→ Work to complete
a - From the court passage on the mother's challenges to the judge's findings, return the part that opens with the words containing "The mother challenges finding" and closes with "spring of 2016.", copied word for word.
b - In the court passage on the mother's challenges to the judge's findings, who did the evidence show the mother moved in with after she completed a domestic violence program in the spring of 2016?

The mother challenges finding 84 insofar as it states that the mother, after completing a domestic violence program in the spring of 2016, moved in with the father. As the department concedes, this finding was clearly erroneous; the evidence showed that the mother moved in with her own father at that time. We do not view this erroneous finding as undermining the judge's ultimate decision, however, because, despite continuing domestic violence, the mother continued to interact with the father long after the spring of 2016.

In that vein, and finally, the mother challenges the finding, set forth in the judge's conclusions of law numbered 4 and 7, that the mother was still “together” with or “in contact” with the father as recently as the fall of 2018. This finding was based on evidence of the incident of October 2, 2018, in which the father came into the mother's apartment after threatening a neighbor with a firearm. After the father was arrested, police obtained a search warrant for the mother's apartment and located a loaded, unsecured, unlicensed firearm hidden in the bed in the girls’ bedroom. The police also recovered crack cocaine, $8,810 in cash, and drug distribution paraphernalia.

(Data items)
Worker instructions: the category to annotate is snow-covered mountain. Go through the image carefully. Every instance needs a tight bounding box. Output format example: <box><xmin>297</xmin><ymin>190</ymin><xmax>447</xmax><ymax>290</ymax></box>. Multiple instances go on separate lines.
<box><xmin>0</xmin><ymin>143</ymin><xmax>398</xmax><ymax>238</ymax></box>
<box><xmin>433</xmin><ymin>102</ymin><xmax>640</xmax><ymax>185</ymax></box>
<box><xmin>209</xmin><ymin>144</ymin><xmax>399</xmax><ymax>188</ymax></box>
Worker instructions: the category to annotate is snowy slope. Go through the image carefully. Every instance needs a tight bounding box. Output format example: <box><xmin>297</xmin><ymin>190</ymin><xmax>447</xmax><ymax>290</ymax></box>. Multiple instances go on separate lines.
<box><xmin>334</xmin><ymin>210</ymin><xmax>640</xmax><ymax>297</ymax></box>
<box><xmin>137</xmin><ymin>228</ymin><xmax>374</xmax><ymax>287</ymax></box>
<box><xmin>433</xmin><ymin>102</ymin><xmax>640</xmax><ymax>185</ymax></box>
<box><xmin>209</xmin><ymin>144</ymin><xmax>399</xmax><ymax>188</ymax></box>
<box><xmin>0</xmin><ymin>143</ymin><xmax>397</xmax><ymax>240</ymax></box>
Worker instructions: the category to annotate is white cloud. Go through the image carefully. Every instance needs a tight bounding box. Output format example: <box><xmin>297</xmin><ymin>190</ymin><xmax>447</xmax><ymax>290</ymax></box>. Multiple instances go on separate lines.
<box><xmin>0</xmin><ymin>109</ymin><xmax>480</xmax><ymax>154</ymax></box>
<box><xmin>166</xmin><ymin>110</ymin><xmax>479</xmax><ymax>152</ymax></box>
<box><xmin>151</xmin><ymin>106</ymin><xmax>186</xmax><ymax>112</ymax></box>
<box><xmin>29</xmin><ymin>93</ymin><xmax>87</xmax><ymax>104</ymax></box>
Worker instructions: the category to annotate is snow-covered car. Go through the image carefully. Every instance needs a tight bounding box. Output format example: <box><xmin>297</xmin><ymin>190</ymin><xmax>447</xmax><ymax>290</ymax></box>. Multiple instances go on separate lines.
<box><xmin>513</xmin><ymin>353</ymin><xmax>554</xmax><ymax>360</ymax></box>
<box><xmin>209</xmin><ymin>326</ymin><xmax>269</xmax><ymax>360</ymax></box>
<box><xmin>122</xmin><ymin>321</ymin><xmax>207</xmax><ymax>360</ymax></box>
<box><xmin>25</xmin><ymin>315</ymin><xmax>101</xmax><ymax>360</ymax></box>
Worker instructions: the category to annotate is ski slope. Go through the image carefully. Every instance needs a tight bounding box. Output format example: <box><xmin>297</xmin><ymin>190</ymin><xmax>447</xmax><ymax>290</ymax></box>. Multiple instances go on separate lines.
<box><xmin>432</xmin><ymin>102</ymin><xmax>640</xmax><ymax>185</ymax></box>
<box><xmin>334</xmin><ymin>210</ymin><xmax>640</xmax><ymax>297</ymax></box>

→ Answers for the exercise
a -
The mother challenges finding 84 insofar as it states that the mother, after completing a domestic violence program in the spring of 2016, moved in with the father. As the department concedes, this finding was clearly erroneous; the evidence showed that the mother moved in with her own father at that time. We do not view this erroneous finding as undermining the judge's ultimate decision, however, because, despite continuing domestic violence, the mother continued to interact with the father long after the spring of 2016.

b - Her own father.